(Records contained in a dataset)

○ ○ ○ ○ ○

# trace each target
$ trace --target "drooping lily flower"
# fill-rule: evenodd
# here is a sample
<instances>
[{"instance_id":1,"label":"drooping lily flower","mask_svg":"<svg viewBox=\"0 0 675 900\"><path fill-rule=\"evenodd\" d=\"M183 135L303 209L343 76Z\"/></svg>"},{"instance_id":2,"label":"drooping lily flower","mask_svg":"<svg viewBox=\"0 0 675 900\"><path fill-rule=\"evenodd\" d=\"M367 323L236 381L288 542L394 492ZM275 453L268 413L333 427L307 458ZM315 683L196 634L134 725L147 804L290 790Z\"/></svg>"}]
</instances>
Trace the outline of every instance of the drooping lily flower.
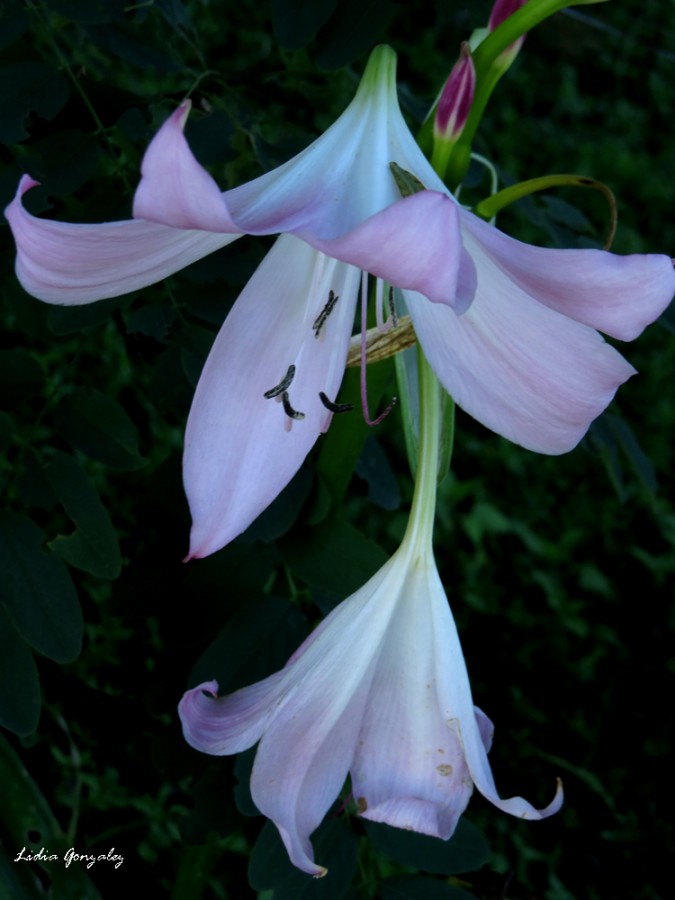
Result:
<instances>
[{"instance_id":1,"label":"drooping lily flower","mask_svg":"<svg viewBox=\"0 0 675 900\"><path fill-rule=\"evenodd\" d=\"M394 556L341 603L286 666L217 698L215 681L189 690L179 713L191 746L238 753L260 741L251 777L258 809L291 861L323 875L310 835L351 776L357 812L447 839L473 786L526 819L521 797L500 798L487 759L492 723L472 700L450 607L432 551L440 430L437 382L422 372L420 456L413 508Z\"/></svg>"},{"instance_id":2,"label":"drooping lily flower","mask_svg":"<svg viewBox=\"0 0 675 900\"><path fill-rule=\"evenodd\" d=\"M379 279L380 298L384 282L401 289L462 408L544 453L571 449L634 373L595 329L630 340L675 292L668 257L530 247L461 209L403 120L387 47L317 141L224 194L189 150L186 115L177 110L148 148L137 221L48 222L19 197L6 214L19 278L52 303L137 289L243 232L286 233L235 303L197 387L185 449L191 556L243 531L327 427L362 272ZM397 202L391 162L429 190Z\"/></svg>"}]
</instances>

○ ○ ○ ○ ○

» What needs to be done: Leave the images aside and return the records above exactly as written.

» Solved exercise:
# trace each target
$ trace --target "drooping lily flower"
# fill-rule: evenodd
# here is a sample
<instances>
[{"instance_id":1,"label":"drooping lily flower","mask_svg":"<svg viewBox=\"0 0 675 900\"><path fill-rule=\"evenodd\" d=\"M183 135L303 209L343 76Z\"/></svg>"},{"instance_id":2,"label":"drooping lily flower","mask_svg":"<svg viewBox=\"0 0 675 900\"><path fill-rule=\"evenodd\" d=\"M367 323L236 381L288 542L394 492ZM275 453L268 413L333 427L307 458ZM315 683L196 634L134 725L147 804L290 790Z\"/></svg>"}]
</instances>
Trace the outline of every instance of the drooping lily flower.
Result:
<instances>
[{"instance_id":1,"label":"drooping lily flower","mask_svg":"<svg viewBox=\"0 0 675 900\"><path fill-rule=\"evenodd\" d=\"M394 556L341 603L286 666L217 698L215 681L189 690L179 713L191 746L238 753L260 741L251 777L258 809L291 861L323 875L310 835L351 776L357 812L447 839L473 786L526 819L521 797L500 798L487 759L492 723L472 700L450 607L432 551L440 430L437 382L422 372L420 456L413 508Z\"/></svg>"},{"instance_id":2,"label":"drooping lily flower","mask_svg":"<svg viewBox=\"0 0 675 900\"><path fill-rule=\"evenodd\" d=\"M379 279L380 298L384 282L401 289L462 408L544 453L571 449L634 373L595 329L630 340L675 292L668 257L530 247L461 209L403 120L387 47L317 141L224 194L189 150L186 115L177 110L148 148L137 221L48 222L19 197L6 214L19 278L52 303L137 289L243 232L286 233L235 303L197 387L185 449L191 556L243 531L327 427L362 272ZM397 202L391 162L429 190Z\"/></svg>"}]
</instances>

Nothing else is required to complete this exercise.